— START Listing —
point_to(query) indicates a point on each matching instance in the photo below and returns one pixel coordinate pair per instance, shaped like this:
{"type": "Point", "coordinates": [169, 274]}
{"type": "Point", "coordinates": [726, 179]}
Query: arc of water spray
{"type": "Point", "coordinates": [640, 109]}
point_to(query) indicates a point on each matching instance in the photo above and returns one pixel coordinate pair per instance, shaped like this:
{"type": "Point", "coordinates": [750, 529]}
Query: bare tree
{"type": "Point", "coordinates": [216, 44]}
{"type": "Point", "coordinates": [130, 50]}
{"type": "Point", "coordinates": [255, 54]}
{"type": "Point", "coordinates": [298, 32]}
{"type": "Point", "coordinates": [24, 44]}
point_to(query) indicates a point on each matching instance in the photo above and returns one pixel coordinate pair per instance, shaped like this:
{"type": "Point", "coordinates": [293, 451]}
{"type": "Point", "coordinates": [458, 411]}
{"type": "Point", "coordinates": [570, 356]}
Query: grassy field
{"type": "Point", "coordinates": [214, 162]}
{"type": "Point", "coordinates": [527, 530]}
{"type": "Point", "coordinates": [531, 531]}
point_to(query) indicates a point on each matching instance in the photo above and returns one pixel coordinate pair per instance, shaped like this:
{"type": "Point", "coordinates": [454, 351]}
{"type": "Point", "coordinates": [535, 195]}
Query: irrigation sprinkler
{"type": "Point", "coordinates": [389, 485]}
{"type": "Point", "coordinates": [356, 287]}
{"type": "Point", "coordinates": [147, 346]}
— END Listing —
— START Listing —
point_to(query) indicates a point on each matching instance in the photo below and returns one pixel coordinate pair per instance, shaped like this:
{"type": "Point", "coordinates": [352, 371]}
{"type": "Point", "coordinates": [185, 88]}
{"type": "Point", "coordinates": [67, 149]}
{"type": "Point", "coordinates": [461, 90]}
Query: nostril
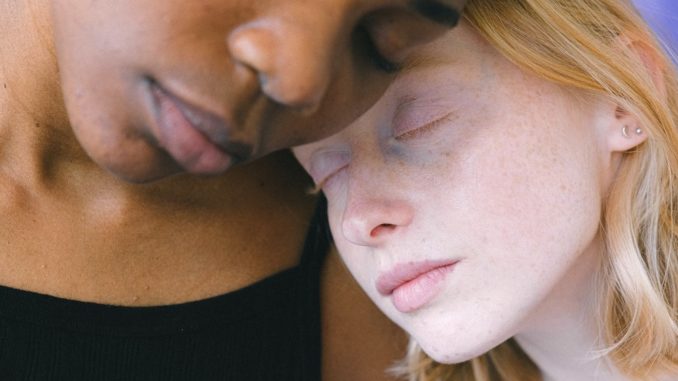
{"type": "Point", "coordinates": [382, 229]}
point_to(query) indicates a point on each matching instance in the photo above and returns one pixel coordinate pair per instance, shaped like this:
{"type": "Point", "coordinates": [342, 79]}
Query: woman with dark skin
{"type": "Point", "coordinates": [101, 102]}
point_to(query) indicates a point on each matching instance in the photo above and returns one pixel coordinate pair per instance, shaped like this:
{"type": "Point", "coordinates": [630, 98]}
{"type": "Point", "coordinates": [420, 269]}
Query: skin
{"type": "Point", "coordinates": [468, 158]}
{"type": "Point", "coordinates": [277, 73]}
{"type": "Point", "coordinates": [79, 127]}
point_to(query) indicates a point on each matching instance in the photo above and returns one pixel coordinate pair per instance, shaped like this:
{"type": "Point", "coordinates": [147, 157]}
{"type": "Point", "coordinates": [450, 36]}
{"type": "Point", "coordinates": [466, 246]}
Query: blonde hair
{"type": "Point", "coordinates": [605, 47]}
— END Listing —
=== Requirement ===
Report each line in the rows above that contains the word "skin", copying every such line in full.

=== Written solution ===
Query: woman with dark skin
Query: skin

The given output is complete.